▶ [WHAT IS ASKED]: Please rewrite the records below, replacing "place a point on" with "mark" everywhere and keeping everything else unchanged.

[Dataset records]

★ ★ ★ ★ ★ ★ ★

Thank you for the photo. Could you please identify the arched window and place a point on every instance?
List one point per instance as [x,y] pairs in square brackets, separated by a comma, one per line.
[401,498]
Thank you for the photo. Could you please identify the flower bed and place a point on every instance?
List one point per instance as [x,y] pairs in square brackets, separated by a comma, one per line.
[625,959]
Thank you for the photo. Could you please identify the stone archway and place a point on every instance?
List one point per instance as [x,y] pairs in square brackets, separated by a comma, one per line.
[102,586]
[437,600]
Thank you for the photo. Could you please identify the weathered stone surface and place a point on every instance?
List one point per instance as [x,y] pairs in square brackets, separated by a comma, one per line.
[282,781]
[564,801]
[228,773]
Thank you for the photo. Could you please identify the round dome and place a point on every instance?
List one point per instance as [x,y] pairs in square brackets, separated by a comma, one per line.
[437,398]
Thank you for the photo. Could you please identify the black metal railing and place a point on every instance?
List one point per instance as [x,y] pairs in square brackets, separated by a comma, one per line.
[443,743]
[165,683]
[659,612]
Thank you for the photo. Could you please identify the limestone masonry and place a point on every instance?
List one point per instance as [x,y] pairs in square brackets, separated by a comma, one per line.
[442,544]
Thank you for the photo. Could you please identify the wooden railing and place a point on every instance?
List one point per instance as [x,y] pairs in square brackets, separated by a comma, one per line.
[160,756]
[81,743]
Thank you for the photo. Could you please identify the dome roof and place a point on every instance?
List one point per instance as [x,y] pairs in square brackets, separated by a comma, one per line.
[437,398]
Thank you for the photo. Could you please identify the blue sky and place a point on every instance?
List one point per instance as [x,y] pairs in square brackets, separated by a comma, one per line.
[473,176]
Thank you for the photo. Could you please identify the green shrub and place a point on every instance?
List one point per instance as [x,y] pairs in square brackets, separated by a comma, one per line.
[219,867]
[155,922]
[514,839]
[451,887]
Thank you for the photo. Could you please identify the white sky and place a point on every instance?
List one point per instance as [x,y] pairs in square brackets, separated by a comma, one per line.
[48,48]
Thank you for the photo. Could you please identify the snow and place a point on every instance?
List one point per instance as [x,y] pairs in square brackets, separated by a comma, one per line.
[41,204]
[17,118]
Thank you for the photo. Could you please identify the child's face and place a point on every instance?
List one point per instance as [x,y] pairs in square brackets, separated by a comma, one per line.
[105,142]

★ ★ ★ ★ ★ ★ ★

▶ [ANSWER TO THE TASK]:
Thank you for the photo. Could you please identify the arched window and mark every instance?
List one point per instance as [x,y] pairs in square brackets, separated by a comma, one per line.
[401,498]
Thank you for the photo. Could you please identify the flower bed and mark every instance?
List one point per instance as [x,y] pairs in square brackets, separated by a comma, one per line.
[625,959]
Thank you for the photo. Could you please identify the stone archway and mark every instance?
List one point per instance as [x,y] pairs in square brackets, separated by a comma, one per line.
[102,586]
[437,600]
Thank you for the photo. Could you please identify the weathered stone surface and mark every instance?
List one point per instance as [x,y] pairs in square brackets, separated by a comma, one per line.
[282,781]
[564,801]
[228,773]
Thank you for the photo. Could you please identify the round dome and mark every instance?
List one point per instance as [x,y] pairs in square brackets, separated by a comma, one per line.
[437,398]
Thank you for the photo. Could you please identify the black metal railing and mark every instance?
List one point per instance as [x,y] pairs in square brackets, separated by a comma, one per line.
[443,743]
[165,683]
[659,612]
Thank you for the photo. Could you please identify the limestone masonry and mark every instance?
List one point per instance as [x,y] pairs in square brackets, separated by a comma, one per line.
[442,544]
Thank you for the photo. Could you please identify the wooden railing and mark every instance?
List one point per instance as [x,y] pairs in square brackets, separated by a comma, one per line.
[160,756]
[81,743]
Thank you for the photo. Could you please identify the dome roof and mark every instance?
List one point per instance as [x,y] pairs in square brackets, separated by a comma, one per line.
[437,398]
Thank you for the photo. Could you please identify the blue sky and mark every instance?
List one point per instance as [x,y] pairs in square brackets, separated by a comma, one per line.
[473,176]
Thank you for the photo. Could you please identify the green shrub and mark every instance?
List one point per instance as [x,y] pairs in square brackets, separated by a comma, one per line.
[219,867]
[155,922]
[514,839]
[451,887]
Thank you for the photo. Could you please identify the white sky and mark every instance?
List one point per instance as [x,y] pairs in square brackets, separated by a comma, one per line.
[48,48]
Thank you for the photo. Could you please identify the snow and mark every instance?
List one point per instance as [x,y] pairs in square brackets, separated by a comma, one per line.
[41,204]
[17,118]
Thank you for the photo. Could you please identify the child's face and mark every instance?
List one point per instance as [x,y] pairs in square brackets, separated by a comma, one per line.
[105,142]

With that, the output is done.